- _Excerpted records_:
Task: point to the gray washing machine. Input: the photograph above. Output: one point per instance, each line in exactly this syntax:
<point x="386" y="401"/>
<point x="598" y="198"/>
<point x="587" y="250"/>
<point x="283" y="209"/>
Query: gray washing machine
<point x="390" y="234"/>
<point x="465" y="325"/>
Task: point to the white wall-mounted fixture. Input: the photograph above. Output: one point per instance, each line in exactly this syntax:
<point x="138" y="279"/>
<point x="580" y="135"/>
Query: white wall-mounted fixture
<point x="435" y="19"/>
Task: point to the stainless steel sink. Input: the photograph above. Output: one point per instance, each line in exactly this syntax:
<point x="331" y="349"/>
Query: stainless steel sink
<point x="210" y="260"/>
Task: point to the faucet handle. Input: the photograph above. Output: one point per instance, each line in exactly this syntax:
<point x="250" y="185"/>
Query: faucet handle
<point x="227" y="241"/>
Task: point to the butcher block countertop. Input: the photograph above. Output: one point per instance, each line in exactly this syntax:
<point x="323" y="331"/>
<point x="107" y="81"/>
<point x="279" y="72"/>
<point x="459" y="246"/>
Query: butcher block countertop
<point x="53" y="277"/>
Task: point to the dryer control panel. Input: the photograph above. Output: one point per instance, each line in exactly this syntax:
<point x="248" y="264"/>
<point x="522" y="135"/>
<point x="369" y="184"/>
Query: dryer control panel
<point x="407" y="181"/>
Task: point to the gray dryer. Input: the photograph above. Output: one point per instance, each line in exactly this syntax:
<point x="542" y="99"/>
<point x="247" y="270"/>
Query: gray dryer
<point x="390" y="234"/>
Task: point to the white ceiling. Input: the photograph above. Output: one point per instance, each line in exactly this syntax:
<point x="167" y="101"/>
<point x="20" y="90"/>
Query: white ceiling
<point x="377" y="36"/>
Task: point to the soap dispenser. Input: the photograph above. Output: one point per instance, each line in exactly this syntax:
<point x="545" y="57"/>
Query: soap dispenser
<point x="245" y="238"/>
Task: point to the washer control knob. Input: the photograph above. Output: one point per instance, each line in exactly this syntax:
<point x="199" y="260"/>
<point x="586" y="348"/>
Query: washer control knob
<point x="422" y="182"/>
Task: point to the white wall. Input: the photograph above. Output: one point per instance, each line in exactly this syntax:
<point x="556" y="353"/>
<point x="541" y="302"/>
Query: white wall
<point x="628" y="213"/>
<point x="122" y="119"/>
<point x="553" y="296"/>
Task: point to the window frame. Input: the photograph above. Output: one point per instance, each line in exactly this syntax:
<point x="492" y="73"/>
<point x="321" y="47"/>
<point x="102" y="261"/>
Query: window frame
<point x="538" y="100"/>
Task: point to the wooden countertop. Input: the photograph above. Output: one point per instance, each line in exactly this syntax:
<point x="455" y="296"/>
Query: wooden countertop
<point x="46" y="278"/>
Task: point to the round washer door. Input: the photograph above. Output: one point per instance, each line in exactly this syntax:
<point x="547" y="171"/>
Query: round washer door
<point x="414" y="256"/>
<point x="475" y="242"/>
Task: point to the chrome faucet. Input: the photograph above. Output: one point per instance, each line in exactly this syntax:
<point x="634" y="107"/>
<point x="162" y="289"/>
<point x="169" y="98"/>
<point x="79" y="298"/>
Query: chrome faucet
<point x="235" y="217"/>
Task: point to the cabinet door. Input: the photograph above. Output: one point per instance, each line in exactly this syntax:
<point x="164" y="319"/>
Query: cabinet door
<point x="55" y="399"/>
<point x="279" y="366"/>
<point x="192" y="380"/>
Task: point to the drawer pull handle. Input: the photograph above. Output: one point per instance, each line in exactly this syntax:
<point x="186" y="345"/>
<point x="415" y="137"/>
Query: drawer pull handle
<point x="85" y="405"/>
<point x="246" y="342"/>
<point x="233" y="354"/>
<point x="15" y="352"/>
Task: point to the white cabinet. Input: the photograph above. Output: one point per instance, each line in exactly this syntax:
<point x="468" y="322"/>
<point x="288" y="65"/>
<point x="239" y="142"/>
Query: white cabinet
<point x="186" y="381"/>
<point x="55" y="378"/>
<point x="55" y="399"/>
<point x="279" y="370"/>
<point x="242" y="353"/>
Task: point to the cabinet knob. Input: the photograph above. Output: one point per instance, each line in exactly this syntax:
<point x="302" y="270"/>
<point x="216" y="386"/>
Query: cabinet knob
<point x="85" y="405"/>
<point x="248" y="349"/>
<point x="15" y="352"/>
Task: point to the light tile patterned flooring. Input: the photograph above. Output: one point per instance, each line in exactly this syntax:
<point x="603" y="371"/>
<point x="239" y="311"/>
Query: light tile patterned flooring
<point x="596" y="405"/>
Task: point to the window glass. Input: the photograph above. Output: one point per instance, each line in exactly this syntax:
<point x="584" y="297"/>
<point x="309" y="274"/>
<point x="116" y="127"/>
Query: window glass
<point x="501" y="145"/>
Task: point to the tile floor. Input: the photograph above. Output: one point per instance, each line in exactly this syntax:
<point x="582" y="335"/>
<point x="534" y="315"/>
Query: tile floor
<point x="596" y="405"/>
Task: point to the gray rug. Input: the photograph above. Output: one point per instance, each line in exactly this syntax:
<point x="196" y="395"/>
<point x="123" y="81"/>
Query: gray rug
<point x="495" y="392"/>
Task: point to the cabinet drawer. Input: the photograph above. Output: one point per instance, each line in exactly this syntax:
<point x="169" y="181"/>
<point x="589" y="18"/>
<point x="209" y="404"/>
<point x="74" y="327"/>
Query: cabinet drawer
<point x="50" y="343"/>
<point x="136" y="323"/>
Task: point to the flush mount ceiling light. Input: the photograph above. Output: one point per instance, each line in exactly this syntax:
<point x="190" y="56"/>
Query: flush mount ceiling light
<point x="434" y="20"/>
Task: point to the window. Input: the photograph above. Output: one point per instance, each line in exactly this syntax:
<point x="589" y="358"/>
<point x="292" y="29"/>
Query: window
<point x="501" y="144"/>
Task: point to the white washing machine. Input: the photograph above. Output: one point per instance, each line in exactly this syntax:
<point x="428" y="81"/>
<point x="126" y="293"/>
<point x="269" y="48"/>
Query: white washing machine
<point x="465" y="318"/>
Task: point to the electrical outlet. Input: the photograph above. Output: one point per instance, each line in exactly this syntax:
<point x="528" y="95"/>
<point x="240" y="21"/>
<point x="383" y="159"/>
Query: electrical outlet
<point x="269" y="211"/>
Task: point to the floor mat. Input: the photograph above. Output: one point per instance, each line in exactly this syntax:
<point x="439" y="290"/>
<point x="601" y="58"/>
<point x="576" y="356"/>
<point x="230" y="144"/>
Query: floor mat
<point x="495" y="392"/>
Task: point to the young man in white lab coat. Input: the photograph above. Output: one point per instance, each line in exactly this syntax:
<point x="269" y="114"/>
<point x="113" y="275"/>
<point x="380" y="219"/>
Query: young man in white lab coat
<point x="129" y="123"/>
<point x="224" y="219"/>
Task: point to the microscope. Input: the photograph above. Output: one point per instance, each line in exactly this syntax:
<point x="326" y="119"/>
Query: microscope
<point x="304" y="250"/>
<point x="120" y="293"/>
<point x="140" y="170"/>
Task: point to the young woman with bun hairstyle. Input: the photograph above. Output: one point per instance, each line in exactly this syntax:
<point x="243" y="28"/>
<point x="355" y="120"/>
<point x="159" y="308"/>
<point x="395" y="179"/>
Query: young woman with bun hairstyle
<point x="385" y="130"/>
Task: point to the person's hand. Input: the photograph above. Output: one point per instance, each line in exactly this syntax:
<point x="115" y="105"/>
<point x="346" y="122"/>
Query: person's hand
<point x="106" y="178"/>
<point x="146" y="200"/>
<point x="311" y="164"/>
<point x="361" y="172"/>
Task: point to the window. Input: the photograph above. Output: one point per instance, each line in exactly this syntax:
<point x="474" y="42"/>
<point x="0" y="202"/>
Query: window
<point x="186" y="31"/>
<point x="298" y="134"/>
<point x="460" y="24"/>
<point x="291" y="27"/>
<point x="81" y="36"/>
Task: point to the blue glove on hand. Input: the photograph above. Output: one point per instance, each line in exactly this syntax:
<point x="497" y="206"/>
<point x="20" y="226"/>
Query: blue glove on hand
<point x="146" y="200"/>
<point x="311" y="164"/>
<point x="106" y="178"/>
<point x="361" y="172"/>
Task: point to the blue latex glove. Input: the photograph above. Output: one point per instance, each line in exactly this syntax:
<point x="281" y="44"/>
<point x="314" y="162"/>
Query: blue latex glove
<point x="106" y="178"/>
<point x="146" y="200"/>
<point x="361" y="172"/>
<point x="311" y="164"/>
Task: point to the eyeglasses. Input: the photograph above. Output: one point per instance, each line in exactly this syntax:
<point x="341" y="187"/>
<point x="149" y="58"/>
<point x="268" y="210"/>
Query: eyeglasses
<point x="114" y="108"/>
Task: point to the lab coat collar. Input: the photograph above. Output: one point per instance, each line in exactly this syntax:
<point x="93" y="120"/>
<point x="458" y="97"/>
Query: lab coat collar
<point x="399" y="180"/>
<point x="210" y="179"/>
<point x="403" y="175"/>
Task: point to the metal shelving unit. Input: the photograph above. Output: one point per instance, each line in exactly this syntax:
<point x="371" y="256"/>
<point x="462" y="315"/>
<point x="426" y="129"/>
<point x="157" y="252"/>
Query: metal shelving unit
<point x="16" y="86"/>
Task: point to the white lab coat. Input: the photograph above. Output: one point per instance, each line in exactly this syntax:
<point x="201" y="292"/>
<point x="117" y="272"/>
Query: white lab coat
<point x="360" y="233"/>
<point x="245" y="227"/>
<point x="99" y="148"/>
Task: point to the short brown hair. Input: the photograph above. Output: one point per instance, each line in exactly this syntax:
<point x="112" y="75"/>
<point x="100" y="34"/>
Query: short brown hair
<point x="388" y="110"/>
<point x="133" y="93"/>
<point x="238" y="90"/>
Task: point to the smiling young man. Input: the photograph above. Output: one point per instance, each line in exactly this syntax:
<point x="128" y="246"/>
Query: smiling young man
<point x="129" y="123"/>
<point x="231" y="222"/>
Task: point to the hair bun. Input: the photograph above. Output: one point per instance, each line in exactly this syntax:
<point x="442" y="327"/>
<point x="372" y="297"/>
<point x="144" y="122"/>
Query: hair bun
* * *
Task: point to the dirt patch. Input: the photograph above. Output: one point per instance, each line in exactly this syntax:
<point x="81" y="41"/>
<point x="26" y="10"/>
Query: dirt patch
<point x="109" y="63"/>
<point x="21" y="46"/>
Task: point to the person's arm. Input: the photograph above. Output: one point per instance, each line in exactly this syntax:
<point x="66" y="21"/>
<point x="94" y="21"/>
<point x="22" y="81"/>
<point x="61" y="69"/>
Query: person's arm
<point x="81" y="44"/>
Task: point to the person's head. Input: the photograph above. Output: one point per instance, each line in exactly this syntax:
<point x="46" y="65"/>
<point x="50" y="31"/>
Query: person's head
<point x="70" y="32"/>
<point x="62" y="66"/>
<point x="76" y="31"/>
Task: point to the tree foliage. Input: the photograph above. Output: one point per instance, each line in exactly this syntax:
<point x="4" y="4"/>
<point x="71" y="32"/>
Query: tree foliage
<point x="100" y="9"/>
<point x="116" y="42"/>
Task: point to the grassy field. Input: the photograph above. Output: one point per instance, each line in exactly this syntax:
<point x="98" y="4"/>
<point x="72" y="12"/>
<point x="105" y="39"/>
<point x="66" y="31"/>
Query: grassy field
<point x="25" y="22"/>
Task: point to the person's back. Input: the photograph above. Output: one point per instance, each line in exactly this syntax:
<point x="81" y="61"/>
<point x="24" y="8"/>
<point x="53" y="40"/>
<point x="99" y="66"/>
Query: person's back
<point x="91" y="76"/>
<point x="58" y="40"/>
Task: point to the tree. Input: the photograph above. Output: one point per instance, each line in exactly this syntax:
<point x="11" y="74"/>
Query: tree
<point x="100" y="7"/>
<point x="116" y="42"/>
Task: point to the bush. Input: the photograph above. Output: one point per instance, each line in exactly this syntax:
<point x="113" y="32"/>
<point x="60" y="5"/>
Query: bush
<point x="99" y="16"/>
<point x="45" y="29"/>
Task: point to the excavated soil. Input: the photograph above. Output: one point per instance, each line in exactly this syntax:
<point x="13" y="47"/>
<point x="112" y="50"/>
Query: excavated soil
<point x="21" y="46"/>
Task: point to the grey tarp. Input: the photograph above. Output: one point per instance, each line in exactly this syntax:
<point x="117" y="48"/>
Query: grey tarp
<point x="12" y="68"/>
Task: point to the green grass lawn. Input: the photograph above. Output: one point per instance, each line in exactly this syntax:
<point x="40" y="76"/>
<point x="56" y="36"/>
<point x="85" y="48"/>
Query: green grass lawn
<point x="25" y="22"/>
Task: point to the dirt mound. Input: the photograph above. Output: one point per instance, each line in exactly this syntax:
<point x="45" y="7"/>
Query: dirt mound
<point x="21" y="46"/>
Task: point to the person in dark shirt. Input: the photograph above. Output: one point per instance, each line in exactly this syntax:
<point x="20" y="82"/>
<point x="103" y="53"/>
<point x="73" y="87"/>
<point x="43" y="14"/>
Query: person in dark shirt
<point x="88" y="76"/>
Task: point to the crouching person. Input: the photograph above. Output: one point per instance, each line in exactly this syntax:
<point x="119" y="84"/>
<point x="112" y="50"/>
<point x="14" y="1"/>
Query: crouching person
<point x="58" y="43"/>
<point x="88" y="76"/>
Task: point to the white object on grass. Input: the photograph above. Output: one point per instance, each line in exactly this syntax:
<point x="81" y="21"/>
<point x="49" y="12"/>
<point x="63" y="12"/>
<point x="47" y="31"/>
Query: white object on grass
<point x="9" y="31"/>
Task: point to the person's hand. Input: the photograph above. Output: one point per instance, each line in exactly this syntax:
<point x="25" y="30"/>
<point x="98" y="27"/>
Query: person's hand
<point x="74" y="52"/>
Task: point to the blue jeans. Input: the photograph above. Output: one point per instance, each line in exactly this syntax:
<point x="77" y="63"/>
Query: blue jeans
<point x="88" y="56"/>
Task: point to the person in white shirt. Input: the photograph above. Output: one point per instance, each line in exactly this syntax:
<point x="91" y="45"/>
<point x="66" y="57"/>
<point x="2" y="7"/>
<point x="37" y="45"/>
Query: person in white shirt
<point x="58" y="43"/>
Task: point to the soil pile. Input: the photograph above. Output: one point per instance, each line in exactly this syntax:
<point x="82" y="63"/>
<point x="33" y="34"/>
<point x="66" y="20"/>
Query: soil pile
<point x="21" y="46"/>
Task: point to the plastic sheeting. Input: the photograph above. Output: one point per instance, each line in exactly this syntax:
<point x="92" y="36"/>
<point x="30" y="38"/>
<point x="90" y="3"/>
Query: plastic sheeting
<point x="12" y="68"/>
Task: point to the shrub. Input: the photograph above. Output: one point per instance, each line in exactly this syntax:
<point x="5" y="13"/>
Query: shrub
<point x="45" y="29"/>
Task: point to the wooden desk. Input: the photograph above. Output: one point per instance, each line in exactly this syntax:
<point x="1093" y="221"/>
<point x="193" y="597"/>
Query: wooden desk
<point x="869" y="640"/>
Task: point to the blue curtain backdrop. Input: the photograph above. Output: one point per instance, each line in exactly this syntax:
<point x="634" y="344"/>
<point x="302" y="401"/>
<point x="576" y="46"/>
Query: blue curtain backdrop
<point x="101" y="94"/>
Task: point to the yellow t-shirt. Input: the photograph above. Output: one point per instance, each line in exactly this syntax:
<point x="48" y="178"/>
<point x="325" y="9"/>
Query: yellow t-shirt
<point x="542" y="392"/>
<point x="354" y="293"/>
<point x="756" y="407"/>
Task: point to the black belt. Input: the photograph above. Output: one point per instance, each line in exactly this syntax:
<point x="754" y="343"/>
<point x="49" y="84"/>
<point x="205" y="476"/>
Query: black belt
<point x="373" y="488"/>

- _Exercise objective_: Reproduce word for word the entries beginning with the line that contains "Task: point to the metal" and continuing through the line that contains "Query: hair bun", including both of those lines.

- _Answer to this task_:
Task: point to the metal shelving unit. Input: the photograph above. Output: one point per instance, each line in exactly this syntax:
<point x="371" y="256"/>
<point x="462" y="315"/>
<point x="426" y="129"/>
<point x="157" y="252"/>
Query: metal shelving unit
<point x="16" y="86"/>
Task: point to the white lab coat. Input: the photograph above. Output: one point per instance, each line in exactly this syntax:
<point x="201" y="292"/>
<point x="117" y="272"/>
Query: white lab coat
<point x="360" y="233"/>
<point x="245" y="227"/>
<point x="99" y="148"/>
Task: point to the short brown hair. Input: the photograph above. Output: one point per instance, each line in exactly this syntax:
<point x="112" y="75"/>
<point x="100" y="34"/>
Query: short brown hair
<point x="388" y="110"/>
<point x="133" y="93"/>
<point x="238" y="90"/>
Task: point to the smiling young man. Input: the photograph above. Output: one point per instance, each line in exactly this syntax:
<point x="128" y="246"/>
Query: smiling young man
<point x="129" y="123"/>
<point x="231" y="222"/>
Task: point to the hair bun. Input: the photograph above. Output: one point per instance, each line in exactly this syntax:
<point x="442" y="327"/>
<point x="372" y="297"/>
<point x="144" y="122"/>
Query: hair bun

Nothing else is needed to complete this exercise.